# Full-time vs. Part-time and the Yarnell 19.



## arnisador (Aug 17, 2013)

*Prescott united in grief, divided over firefighter survivor benefits*

*After Arizona's Yarnell Hill fire, Prescott  is torn over survivors' benefits for the families of 13 part-time  Granite Mountain Interagency Hotshot Crew members killed in the blaze.*



> Now, a conflict over whether to extend full survivors' benefits to  the families of 13 firefighters killed on the job June 30 looms over  Prescott
> [...]
> Six members of the Granite Mountain Interagency Hotshot Crew were  full-time city employees, and their families are entitled to full-time  survivors benefits. Most notably, they're eligible for healthcare,  though they must make regular premium payments.
> 
> ...



More on this story, including a suggestion that the city is overstating the case w.r.t. the financial difficulty it would suffer in extending the benefits to all the families of those killed:

*Prescott takes the cheapskate approach to dead Yarnell firefighters *


----------



## Tgace (Aug 17, 2013)

Were the details of the benefits clearly stated and understood by the people when they took the job?


----------



## arnisador (Aug 17, 2013)

It doesn't say. I would hope so.


----------



## ballen0351 (Aug 17, 2013)
....................
OBJECTIVE A: In the thread on the Prescott survivor benefits, how many members of the Granite Mountain Interagency Hotshot Crew were full-time city employees?
OBJECTIVE B: Decide whether each statement agrees with the thread on the Prescott survivor benefits, and quote the words that settle it: (i) The firefighters were killed on June 30. (ii) Families of the full-time crew members receive healthcare without paying premiums. (iii) arnisador confirms that the benefit details were clearly stated to the crew when they took the job.
....................
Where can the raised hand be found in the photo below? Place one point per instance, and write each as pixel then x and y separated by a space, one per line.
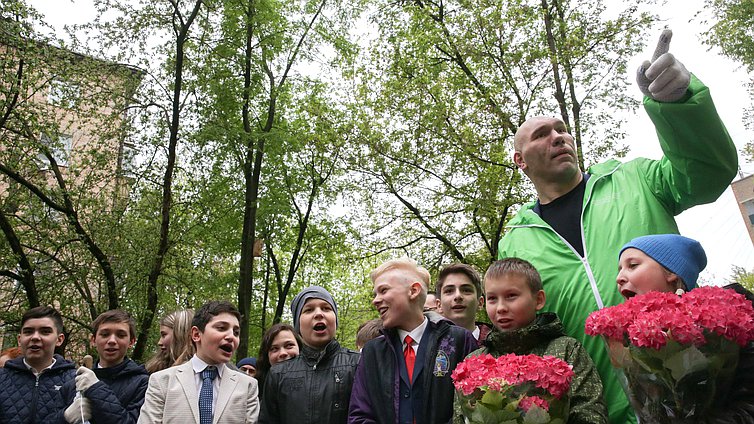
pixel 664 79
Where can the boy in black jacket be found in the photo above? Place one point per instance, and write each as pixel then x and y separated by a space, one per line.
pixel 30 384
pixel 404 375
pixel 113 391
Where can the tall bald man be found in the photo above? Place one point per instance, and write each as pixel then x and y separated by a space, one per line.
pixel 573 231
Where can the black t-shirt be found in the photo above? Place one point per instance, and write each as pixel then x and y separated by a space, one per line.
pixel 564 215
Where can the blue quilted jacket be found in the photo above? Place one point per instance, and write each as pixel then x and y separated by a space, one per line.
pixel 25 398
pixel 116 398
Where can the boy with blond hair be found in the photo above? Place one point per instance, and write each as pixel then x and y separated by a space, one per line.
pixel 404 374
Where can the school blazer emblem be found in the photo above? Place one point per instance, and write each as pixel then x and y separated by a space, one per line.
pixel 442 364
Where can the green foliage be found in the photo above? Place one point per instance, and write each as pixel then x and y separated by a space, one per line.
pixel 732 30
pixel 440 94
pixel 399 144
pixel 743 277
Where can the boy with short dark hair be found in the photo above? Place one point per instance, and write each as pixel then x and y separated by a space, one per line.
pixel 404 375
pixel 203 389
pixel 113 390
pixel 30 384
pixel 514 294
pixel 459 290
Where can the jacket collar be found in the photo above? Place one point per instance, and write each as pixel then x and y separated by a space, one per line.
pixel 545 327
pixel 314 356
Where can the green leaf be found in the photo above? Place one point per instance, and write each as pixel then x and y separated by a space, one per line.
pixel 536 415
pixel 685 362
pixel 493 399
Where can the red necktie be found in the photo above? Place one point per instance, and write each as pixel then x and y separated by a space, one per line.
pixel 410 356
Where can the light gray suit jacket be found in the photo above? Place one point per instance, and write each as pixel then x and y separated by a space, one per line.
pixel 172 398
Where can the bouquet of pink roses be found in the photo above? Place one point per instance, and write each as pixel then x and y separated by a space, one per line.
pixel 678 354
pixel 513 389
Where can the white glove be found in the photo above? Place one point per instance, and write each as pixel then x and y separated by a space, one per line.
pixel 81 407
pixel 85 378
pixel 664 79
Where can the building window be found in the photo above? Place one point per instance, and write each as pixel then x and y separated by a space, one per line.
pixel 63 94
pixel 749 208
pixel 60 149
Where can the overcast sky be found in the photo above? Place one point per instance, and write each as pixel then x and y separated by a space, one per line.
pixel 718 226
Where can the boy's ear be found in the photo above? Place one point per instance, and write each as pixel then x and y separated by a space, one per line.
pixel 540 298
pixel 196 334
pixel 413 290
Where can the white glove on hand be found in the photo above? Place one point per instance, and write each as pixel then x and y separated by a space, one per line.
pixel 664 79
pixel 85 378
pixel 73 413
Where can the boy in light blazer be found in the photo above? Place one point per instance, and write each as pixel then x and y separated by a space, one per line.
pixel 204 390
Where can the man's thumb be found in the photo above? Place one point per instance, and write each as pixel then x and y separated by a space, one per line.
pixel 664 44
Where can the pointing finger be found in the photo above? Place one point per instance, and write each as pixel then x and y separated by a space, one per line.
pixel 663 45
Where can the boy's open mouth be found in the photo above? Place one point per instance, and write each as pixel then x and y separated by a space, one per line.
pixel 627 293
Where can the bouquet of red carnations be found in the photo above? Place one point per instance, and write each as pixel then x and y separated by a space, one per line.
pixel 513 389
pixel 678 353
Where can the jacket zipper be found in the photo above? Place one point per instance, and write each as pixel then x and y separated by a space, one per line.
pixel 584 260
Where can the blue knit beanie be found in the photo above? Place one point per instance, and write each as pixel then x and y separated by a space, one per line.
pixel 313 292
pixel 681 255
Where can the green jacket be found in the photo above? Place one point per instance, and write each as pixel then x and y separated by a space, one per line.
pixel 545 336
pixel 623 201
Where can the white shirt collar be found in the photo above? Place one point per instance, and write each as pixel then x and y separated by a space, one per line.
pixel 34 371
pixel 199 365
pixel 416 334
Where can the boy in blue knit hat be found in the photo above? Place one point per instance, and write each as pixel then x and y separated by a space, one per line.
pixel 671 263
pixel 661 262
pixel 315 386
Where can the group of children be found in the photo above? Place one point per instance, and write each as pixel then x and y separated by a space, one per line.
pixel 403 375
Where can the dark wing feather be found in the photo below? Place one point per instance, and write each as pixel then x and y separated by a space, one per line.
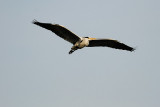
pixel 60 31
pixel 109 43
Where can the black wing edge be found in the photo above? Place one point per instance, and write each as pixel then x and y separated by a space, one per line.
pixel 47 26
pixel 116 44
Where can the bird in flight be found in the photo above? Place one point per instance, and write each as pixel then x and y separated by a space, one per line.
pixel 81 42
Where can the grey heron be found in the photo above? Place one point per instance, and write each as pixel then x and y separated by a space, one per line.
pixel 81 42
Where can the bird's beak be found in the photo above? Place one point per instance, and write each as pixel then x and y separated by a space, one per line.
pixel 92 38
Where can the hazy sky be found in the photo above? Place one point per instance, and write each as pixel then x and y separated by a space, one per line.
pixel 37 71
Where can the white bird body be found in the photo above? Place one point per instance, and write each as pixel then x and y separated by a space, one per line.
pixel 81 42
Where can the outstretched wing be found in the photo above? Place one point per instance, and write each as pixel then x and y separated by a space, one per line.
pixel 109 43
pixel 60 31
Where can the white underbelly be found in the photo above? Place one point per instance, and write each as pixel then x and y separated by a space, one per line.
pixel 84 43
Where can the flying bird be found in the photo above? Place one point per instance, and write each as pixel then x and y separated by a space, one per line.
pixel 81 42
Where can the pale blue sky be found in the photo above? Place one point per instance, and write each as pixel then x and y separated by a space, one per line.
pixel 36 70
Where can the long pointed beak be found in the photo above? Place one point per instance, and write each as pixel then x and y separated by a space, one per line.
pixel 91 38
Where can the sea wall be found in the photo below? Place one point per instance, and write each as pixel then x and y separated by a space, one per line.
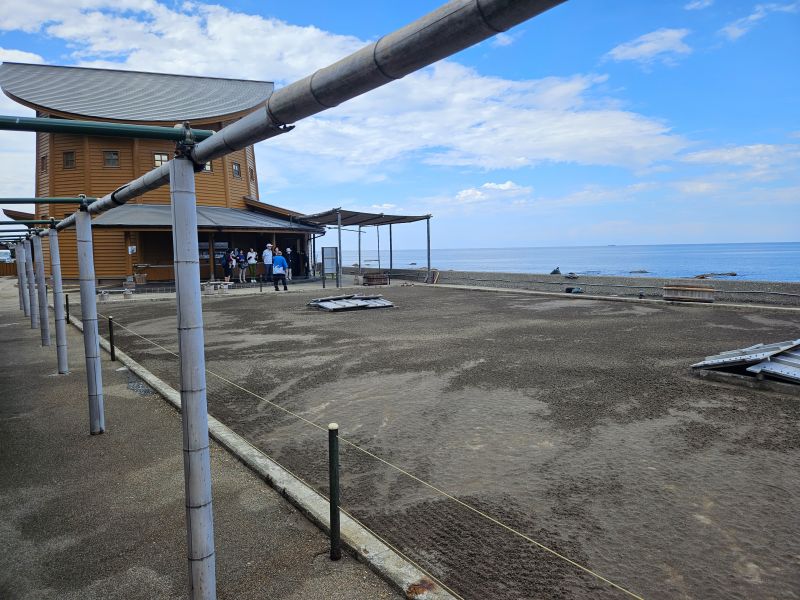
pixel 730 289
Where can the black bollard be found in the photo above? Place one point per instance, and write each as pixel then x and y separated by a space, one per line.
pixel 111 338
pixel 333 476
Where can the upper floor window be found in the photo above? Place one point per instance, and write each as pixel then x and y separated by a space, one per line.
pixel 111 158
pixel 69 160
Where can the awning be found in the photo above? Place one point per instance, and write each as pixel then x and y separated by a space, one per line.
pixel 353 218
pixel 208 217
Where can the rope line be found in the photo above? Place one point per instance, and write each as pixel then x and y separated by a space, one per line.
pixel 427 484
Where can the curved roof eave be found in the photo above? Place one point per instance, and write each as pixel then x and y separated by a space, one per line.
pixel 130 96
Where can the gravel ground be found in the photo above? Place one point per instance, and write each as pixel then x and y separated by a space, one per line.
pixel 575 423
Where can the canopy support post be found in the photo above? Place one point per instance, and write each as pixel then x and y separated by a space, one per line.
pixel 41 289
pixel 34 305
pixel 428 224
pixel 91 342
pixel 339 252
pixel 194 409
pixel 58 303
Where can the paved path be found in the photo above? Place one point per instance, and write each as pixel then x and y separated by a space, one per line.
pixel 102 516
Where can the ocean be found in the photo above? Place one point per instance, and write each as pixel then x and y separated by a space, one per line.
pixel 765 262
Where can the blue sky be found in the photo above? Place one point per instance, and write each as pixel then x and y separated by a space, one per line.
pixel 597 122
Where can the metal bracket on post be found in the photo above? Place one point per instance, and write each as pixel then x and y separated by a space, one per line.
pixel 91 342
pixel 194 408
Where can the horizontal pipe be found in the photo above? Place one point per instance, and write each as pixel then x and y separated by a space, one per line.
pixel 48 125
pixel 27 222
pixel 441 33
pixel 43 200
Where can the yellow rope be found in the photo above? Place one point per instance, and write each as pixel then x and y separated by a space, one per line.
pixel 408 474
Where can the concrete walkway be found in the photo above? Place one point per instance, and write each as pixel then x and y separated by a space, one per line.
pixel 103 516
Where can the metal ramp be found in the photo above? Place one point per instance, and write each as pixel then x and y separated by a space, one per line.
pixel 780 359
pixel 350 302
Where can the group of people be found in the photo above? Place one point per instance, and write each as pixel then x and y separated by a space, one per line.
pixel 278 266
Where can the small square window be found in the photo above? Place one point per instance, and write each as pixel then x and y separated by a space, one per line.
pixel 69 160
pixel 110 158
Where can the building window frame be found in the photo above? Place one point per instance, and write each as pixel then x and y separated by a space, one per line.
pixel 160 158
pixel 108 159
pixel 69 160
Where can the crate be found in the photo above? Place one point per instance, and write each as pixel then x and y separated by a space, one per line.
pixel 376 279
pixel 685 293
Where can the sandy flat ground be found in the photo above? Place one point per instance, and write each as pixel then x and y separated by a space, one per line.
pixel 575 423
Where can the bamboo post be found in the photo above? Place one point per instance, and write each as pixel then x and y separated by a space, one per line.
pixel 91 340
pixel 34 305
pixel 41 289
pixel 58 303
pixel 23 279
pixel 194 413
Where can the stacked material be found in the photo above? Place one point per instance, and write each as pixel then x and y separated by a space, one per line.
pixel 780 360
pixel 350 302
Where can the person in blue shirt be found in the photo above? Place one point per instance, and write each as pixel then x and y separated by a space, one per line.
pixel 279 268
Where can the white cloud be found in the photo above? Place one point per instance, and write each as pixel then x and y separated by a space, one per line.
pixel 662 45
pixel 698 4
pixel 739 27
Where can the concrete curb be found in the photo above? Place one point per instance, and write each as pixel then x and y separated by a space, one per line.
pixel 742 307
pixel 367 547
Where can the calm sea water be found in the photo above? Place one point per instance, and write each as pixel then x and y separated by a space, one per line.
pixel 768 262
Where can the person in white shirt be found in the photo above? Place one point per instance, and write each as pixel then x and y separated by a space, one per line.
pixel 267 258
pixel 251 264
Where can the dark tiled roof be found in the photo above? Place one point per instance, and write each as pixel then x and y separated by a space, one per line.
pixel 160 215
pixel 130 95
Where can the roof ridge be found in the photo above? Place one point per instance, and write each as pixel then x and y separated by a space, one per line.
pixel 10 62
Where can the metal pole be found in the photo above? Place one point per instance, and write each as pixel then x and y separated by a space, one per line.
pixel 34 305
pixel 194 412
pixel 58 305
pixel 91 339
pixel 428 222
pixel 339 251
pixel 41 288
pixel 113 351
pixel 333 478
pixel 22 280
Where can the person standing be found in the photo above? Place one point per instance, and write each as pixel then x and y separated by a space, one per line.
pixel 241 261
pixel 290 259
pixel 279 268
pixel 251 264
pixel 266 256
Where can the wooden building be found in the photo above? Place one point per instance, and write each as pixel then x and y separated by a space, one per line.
....................
EXERCISE SOLUTION A: Six.

EXERCISE SOLUTION B:
(i) Yes: "killed on the job June 30"
(ii) No: "though they must make regular premium payments"
(iii) No: "It doesn't say. I would hope so."